»»
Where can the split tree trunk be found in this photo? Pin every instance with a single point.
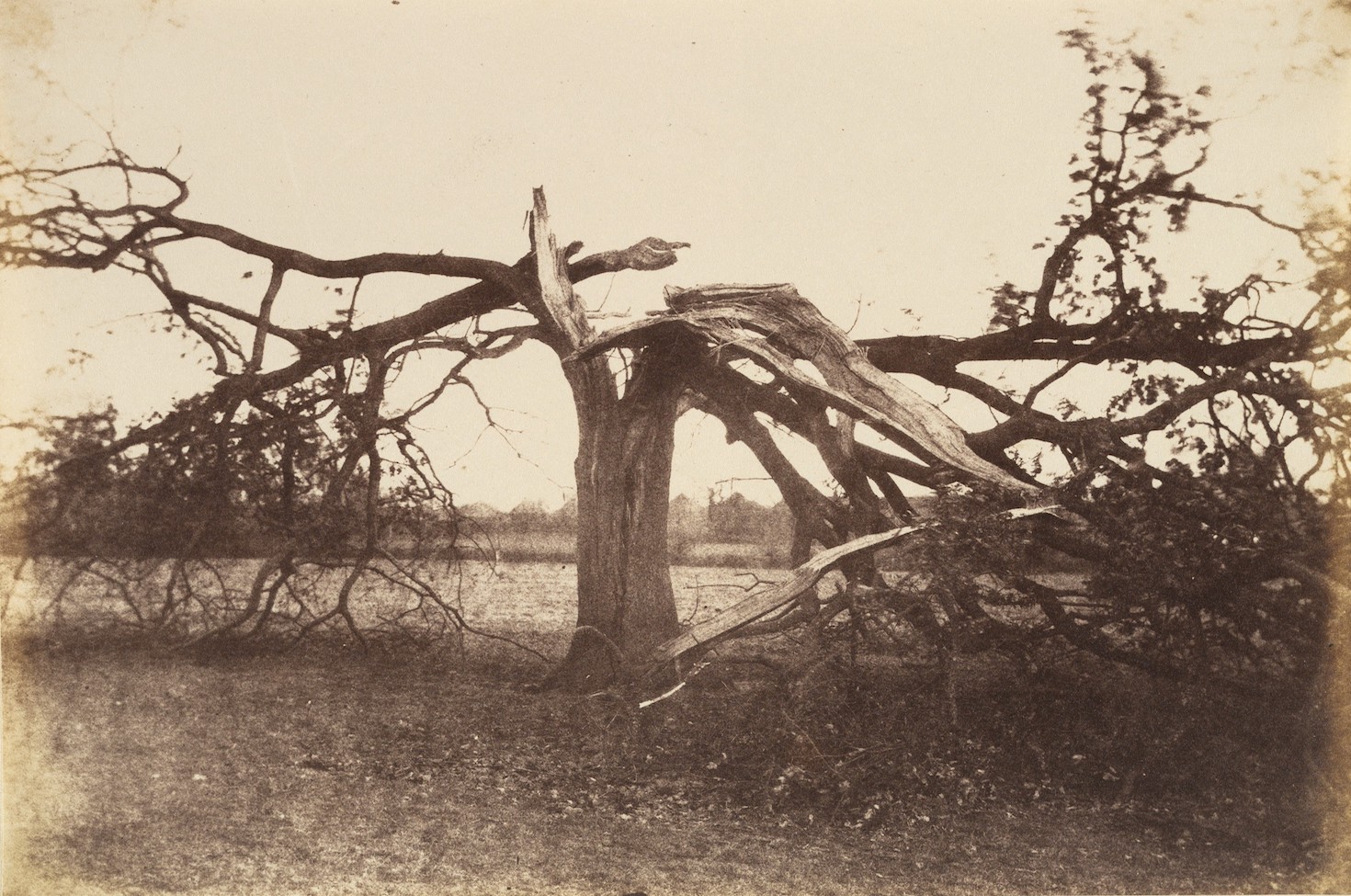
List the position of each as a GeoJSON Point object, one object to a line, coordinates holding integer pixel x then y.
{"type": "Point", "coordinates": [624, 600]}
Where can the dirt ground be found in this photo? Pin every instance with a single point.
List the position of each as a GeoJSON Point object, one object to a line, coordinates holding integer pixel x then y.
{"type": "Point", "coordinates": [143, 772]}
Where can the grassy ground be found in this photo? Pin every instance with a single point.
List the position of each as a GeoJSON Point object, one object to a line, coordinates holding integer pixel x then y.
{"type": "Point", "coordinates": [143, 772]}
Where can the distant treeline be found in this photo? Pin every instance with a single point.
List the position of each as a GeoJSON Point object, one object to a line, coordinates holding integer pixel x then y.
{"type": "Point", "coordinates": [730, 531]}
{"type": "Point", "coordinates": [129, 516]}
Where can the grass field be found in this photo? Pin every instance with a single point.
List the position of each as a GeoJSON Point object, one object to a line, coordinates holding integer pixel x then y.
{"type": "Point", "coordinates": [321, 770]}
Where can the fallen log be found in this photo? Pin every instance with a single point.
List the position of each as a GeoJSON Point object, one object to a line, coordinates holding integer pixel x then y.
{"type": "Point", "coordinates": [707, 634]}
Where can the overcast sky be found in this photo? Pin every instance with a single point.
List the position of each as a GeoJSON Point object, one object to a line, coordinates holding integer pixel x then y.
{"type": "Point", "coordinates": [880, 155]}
««
> [Action item]:
Return every entry above exactly as written, minus the pictures.

> [Exercise output]:
Where can the split tree trunk be found in this photo? Pin every instance with a single point.
List the position of each as a GeoJSON Point object, one object to a line, coordinates holding integer pixel x then y.
{"type": "Point", "coordinates": [624, 600]}
Where can the dirt ground be found in this photo? Pin every instance with a single point.
List the position of each as a GeoJSON Point object, one object to a line, coordinates holding integer pixel x then y.
{"type": "Point", "coordinates": [143, 772]}
Where can the grassy ground be found in this photo? Pin every instance with a single point.
List the position of each as a GeoJSON Point object, one object to a line, coordinates holding integer pixel x then y.
{"type": "Point", "coordinates": [143, 772]}
Where can the distant treeline be found in this photo? Pin every instance with a single point.
List the position of each as a GeoJSON Point object, one object to a line, coordinates holding integer pixel x then y.
{"type": "Point", "coordinates": [730, 531]}
{"type": "Point", "coordinates": [129, 516]}
Where can the grass field be found in this photo? Pin every instance with a single point.
List the position of each as a GeoJSON Point object, one object to a line, coordinates holding integer pixel x then y.
{"type": "Point", "coordinates": [321, 770]}
Where can the fallen log be found in this photo? Pin every instance with a single point.
List the position of each as a GeoJSON Point object, one object to a line, coordinates holding integer pixel x then y.
{"type": "Point", "coordinates": [707, 634]}
Where can the overcast sky be found in this photo? Pin every instance with a single point.
List the position of each as a GeoJSON Point object, one object to a line, coordinates holding integer pixel x then y.
{"type": "Point", "coordinates": [880, 155]}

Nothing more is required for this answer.